+++ 本文 +++

その話が2ちゃんねるのニュース速報+板でネタとして突かれていたのだが、いかにも板の住人の好みそうな世代間格差とくに団塊世代の老害を糾弾する流れもそこそこに、そもそも金の掛かるレジャーというもの自体がテレビや広告代理店の罠であり、企業が庶民から金を巻き上げようとしているだけだとか、アウトドアとか旅行なんかネットより詰まらんと言い切る人々が目立った。

そこで今回は、私が感じたことのある不満、レジャーというものに対して以前から感じていた腹立ちをぶちまけたいと思う。

■野球場

親に連れられて野球場に行ったことが二回ある。

一回目はいまはなき後楽園球場だった。父親と二人で巨人戦を見に行ったんだったと思う。詳しいことは忘れたがナイターの内野席だったと思う。小学校低学年だった私の記憶に残っていることと言えば、ただただ球状が汚かったことだ。試合の内容はほとんど覚えていない。応援団みたいなおっさんが前の方に陣取り、丁寧だが親しみのある口調で応援を指揮していた。私たちはそれに合わせて掛け声を上げ、メガホンを叩いたりした。この頃の私は、野球を観戦することを楽しいとは思わなかった。球場の中でカレーを食べたことが唯一の喜びだったと思う。

+++

__指示 a__
本文のうち「その話が2ちゃんねるの」で始まる段落を、主な事実を残したまま短く書き直せ。

+++ 入力データ +++

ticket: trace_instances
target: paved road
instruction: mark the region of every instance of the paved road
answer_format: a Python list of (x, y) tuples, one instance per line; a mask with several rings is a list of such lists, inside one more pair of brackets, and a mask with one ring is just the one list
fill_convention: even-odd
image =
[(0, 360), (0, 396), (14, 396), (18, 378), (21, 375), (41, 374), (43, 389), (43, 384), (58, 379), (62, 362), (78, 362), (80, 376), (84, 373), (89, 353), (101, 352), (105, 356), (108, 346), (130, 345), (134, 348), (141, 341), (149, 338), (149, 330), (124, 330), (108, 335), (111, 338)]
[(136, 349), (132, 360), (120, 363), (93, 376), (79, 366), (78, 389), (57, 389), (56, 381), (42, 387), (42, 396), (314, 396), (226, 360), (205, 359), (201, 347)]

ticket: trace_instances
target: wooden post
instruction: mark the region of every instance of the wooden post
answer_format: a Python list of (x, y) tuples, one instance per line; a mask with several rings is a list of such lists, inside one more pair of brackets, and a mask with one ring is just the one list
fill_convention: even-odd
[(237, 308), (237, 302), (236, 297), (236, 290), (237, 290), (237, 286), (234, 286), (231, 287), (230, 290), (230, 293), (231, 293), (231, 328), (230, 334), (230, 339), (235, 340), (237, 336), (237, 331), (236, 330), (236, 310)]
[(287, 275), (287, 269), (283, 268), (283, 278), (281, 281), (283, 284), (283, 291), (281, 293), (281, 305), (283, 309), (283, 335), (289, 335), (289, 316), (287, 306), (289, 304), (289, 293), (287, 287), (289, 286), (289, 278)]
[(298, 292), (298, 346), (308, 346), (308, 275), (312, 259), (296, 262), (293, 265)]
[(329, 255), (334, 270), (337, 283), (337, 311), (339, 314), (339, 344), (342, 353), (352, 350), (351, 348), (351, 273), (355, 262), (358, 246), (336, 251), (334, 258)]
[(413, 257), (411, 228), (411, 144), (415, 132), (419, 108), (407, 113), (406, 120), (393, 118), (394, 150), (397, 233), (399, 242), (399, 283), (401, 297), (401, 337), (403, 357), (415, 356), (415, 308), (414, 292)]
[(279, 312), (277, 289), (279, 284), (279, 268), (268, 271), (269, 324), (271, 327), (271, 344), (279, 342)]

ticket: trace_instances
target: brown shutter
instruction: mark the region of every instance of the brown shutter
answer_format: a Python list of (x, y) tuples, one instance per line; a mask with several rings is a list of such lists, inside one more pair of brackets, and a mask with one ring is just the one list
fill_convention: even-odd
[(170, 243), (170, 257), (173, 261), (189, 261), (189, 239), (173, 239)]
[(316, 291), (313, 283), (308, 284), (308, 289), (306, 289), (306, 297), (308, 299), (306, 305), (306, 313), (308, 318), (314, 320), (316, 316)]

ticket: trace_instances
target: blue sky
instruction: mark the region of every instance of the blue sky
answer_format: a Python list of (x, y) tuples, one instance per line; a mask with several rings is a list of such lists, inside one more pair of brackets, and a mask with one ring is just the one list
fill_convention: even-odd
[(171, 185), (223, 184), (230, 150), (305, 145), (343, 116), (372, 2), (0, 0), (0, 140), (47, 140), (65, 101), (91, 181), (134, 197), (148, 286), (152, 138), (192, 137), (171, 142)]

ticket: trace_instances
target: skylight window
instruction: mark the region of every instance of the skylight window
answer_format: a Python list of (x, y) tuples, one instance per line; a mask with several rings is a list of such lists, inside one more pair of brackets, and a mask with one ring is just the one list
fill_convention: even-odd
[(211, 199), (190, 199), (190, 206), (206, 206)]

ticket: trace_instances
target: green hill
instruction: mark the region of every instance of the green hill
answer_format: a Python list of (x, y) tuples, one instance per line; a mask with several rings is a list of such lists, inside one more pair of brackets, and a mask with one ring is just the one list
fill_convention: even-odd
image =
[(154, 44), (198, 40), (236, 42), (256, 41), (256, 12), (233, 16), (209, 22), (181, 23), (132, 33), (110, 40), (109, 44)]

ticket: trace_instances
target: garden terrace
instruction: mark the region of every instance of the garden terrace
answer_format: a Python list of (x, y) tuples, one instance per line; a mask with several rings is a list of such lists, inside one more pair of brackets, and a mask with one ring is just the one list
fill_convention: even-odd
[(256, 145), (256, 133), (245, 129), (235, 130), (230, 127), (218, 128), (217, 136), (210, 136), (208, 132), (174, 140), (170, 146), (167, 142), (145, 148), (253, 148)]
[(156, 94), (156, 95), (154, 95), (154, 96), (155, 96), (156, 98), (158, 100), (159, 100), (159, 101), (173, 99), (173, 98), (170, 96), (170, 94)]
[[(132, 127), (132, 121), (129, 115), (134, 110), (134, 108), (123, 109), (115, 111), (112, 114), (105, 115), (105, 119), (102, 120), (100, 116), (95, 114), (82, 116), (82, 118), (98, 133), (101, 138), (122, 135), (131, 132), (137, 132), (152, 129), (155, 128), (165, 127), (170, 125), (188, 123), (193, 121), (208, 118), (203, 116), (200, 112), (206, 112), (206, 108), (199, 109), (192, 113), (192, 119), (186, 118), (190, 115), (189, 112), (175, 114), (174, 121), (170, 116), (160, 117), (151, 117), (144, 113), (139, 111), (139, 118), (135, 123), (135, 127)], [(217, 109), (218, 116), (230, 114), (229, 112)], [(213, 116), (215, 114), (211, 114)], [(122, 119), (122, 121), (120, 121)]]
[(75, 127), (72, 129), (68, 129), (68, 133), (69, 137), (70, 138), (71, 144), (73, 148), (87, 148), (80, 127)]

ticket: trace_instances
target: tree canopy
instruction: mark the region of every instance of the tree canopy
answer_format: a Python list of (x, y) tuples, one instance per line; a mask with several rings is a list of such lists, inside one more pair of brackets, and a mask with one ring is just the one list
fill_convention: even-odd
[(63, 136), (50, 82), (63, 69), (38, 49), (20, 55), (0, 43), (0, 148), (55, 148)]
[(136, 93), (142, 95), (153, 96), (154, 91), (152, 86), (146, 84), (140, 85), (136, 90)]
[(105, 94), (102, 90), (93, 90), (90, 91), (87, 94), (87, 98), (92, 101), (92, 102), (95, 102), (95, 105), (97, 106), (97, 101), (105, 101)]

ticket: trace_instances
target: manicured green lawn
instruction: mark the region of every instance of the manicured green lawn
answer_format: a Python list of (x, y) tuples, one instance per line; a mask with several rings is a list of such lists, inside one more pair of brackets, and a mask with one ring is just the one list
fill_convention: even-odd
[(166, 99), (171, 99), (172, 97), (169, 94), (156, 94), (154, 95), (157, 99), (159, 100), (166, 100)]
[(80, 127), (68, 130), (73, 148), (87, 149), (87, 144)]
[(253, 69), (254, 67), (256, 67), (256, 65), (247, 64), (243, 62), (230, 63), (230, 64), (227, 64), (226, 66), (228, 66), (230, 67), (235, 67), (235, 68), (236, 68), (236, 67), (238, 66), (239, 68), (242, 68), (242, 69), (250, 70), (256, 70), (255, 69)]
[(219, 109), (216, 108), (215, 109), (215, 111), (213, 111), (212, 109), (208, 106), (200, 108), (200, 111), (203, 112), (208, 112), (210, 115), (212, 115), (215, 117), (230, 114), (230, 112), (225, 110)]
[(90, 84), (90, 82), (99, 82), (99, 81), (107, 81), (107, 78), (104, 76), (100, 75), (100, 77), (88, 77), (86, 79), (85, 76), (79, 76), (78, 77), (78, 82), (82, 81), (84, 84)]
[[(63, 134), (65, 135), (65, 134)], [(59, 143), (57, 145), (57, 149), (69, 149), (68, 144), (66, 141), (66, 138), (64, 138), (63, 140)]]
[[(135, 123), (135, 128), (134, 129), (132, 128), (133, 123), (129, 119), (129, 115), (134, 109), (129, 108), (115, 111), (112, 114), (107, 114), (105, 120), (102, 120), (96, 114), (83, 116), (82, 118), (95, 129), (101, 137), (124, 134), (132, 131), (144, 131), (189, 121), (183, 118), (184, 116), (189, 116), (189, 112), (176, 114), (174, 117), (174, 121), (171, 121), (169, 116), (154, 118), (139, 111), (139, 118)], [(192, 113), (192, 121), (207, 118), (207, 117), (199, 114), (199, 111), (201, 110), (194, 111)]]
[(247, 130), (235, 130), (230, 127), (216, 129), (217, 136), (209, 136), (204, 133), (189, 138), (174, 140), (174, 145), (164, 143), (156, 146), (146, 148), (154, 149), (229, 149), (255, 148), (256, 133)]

+++

__指示 b__
上のリストの先頭行から「359), (201, 347)]」を含む行までの各行を、両端を含めてJSONの文字列リストとして書き出せ。1行を1つの文字列とし、空行は除くこと。

__完成した回答 a__
この話は2ちゃんねるのニュース速報+板で取り上げられた。団塊世代の老害を責める世代間格差の議論も出たが、目立ったのは別の声だった。金のかかるレジャー自体がテレビや広告代理店の罠で、企業が庶民から金を巻き上げているだけだという意見や、アウトドアや旅行はネットよりつまらないと言い切る意見である。

__完成した回答 b__
[
  "ticket: trace_instances",
  "target: paved road",
  "instruction: mark the region of every instance of the paved road",
  "answer_format: a Python list of (x, y) tuples, one instance per line; a mask with several rings is a list of such lists, inside one more pair of brackets, and a mask with one ring is just the one list",
  "fill_convention: even-odd",
  "image =",
  "[(0, 360), (0, 396), (14, 396), (18, 378), (21, 375), (41, 374), (43, 389), (43, 384), (58, 379), (62, 362), (78, 362), (80, 376), (84, 373), (89, 353), (101, 352), (105, 356), (108, 346), (130, 345), (134, 348), (141, 341), (149, 338), (149, 330), (124, 330), (108, 335), (111, 338)]",
  "[(136, 349), (132, 360), (120, 363), (93, 376), (79, 366), (78, 389), (57, 389), (56, 381), (42, 387), (42, 396), (314, 396), (226, 360), (205, 359), (201, 347)]"
]